España y México, España en México
En 1936, España fue abandonada. Mientras los aviones alemanes llegaban a Marruecos en julio y los italianos a Mallorca en septiembre, las democracias europeas, Inglaterra y Francia, declaraban su política conjunta de no intervención en agosto.Este emparedado de la irresponsabilidad y de la renuncia, verdadero sandwich neutralista, cuyo eco actualísimo se escucha hoy en Sarajevo, culminó en Múnich y, naturalmente, en la guerra mundial.
Pero México nunca abandonó a España. México estuvo al lado de España y su pueblo, de España y su cultura, de España y su democracia posible, de España y su revolución, en el sentido que María Zambrano le dio a esta controvertida palabra. "La revolución", escribió la filósofa andaluza, "toda revolución, hasta ahora no ha consistido sino en una anunciación -y su vigor se ha de medir por los eclipses y caídas que soporta".
En el calvario de España, México abrazó el cuerpo caído y le ofreció el amparo de su propio suelo a decenas de miles de españoles; trató de llevarle luz al mundo eclipsado de España; y, después de la guerra, mantuvo abiertos los brazos e iluminada la estrella de una España libre y democrática: la España que anunció, al fin y al cabo, la República.

• _Problema planteado_:
Indique si cada afirmación concuerda con el texto citado, respondiendo sí o no y citando textualmente las palabras que lo determinan.
1. Inglaterra y Francia declararon su política conjunta de no intervención en agosto.
2. Los aviones italianos llegaron a Mallorca en julio.
3. María Zambrano es presentada como filósofa andaluza.

• _Datos proporcionados_:

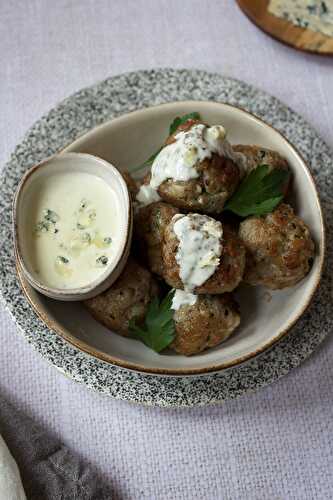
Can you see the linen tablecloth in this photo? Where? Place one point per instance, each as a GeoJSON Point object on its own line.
{"type": "Point", "coordinates": [275, 444]}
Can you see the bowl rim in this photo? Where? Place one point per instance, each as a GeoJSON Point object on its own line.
{"type": "Point", "coordinates": [158, 371]}
{"type": "Point", "coordinates": [85, 290]}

• _Solución propuesta_:
1. Sí: "las democracias europeas, Inglaterra y Francia, declaraban su política conjunta de no intervención en agosto".
2. No: "los italianos a Mallorca en septiembre".
3. Sí: "escribió la filósofa andaluza".